It doesn't matter _which_ one is used, so long as the application sticks to
the platform conventions, and for the actions that don't have platform
conventions, picks bindings that don't need you to be a finger contortionist.

It doesn't matter if the 'ok' button is to the left or right of the cancel
button, but if a UI designer swaps them around relative to what the platform
normally does, he's just designed the UI poorly. If 'q' exits a command line
app normally, but the developer makes 'esc' exit his app, then you just made a
poorly designed UI.

------
jcromartie
I was working on a project with another programmer, and there was this little
"test" window and an icon that only showed up when you alt-tabbed to our app
(it is a system-tray-only app). I simply assumed that the other guy knew about
it and was going to take it out before release. Well, it stayed there for a
long time, and the release got closer and closer. It finally got entered as a
bug, and I asked the other developer "so you weren't going to remove it?"

He said "I didn't know it was there. I don't really use alt-tab."

------
jond2062
Working in financial models all day in Excel, I can't imagine having to use
the mouse for any more than 10% of my work. Keyboard shortcuts are so much
faster that they basically render a mouse useless.

It takes some getting used to and a bit of practice, but once you get
comfortable with the keyboard, there's no turning back. I really only use the
mouse for casual web browsing and solitaire.

::::

* **Problem to work on**
From the forum thread on keyboard use and UI conventions, set down the passage word for word, starting at "It doesn't matter _which_" and ending after "a finger contortionist.".

* **Dataset excerpt**
::::

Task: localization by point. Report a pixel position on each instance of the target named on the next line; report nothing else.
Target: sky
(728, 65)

::::

* **Exercise solution**
It doesn't matter _which_ one is used, so long as the application sticks to
the platform conventions, and for the actions that don't have platform
conventions, picks bindings that don't need you to be a finger contortionist.